### Problem:
All records given below must be printed word for word.

== Given information

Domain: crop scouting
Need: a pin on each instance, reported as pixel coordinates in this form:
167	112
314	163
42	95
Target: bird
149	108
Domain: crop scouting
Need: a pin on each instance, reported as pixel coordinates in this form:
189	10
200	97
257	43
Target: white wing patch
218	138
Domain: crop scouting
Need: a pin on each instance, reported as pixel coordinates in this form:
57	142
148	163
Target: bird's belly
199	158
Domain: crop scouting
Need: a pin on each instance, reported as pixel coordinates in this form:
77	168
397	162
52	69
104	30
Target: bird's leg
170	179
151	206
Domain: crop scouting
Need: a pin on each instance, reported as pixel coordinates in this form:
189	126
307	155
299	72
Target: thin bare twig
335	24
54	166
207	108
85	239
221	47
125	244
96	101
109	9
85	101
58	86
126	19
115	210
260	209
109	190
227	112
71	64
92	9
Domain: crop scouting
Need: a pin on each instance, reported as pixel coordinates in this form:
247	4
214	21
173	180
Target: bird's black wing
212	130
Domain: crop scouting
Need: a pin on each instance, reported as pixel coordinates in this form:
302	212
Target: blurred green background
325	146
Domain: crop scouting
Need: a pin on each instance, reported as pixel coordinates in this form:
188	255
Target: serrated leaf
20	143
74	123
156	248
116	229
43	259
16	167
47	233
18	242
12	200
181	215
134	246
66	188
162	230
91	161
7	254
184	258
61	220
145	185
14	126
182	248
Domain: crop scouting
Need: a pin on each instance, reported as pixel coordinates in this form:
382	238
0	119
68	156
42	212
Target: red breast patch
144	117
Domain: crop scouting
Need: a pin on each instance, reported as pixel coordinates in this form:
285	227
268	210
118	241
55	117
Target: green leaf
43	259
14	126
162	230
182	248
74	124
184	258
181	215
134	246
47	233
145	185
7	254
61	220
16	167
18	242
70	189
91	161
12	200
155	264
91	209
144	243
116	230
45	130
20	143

====

### Output below:
Domain: crop scouting
Need: a pin on each instance, reported as pixel coordinates in this form:
167	112
314	163
42	95
Target: bird
149	108
Domain: crop scouting
Need: a pin on each instance, reported as pixel coordinates in this form:
189	10
200	97
257	43
Target: white wing patch
218	138
Domain: crop scouting
Need: a pin on each instance, reported as pixel coordinates in this form:
57	142
148	163
Target: bird's belly
199	158
Domain: crop scouting
Need: a pin on each instance, reported as pixel coordinates in this form:
77	168
397	162
52	69
104	30
Target: bird's leg
170	179
151	206
Domain: crop scouting
Need: a pin on each instance, reported as pixel coordinates in this form:
189	126
307	155
299	72
Target: thin bare twig
335	24
54	166
207	108
85	239
221	47
125	244
96	101
109	9
85	101
58	86
126	19
115	210
260	209
109	190
227	112
71	64
92	9
Domain: crop scouting
Need: a pin on each instance, reported as pixel coordinates in this form:
247	4
214	21
173	180
Target: bird's black wing
212	130
Domain: crop scouting
Need: a pin on each instance, reported as pixel coordinates in this form:
302	212
Target: blurred green background
325	146
Domain: crop scouting
Need: a pin on each instance, reported as pixel coordinates in this form:
188	255
Target: serrated leaf
20	143
74	123
156	248
116	229
43	259
16	167
47	233
18	242
12	200
181	215
134	246
66	188
162	230
91	161
7	254
184	258
61	220
145	185
14	126
182	248
Domain: crop scouting
Need: a pin on each instance, reported as pixel coordinates in this form:
382	238
0	119
68	156
42	212
Target: red breast patch
144	117
Domain: crop scouting
Need: a pin on each instance, reported as pixel coordinates in this form:
285	227
268	210
118	241
55	117
Target: green leaf
43	259
14	126
162	230
182	248
74	124
184	258
181	215
134	246
47	233
145	185
7	254
61	220
16	167
18	242
70	189
91	161
12	200
155	264
91	209
144	243
116	230
45	130
20	143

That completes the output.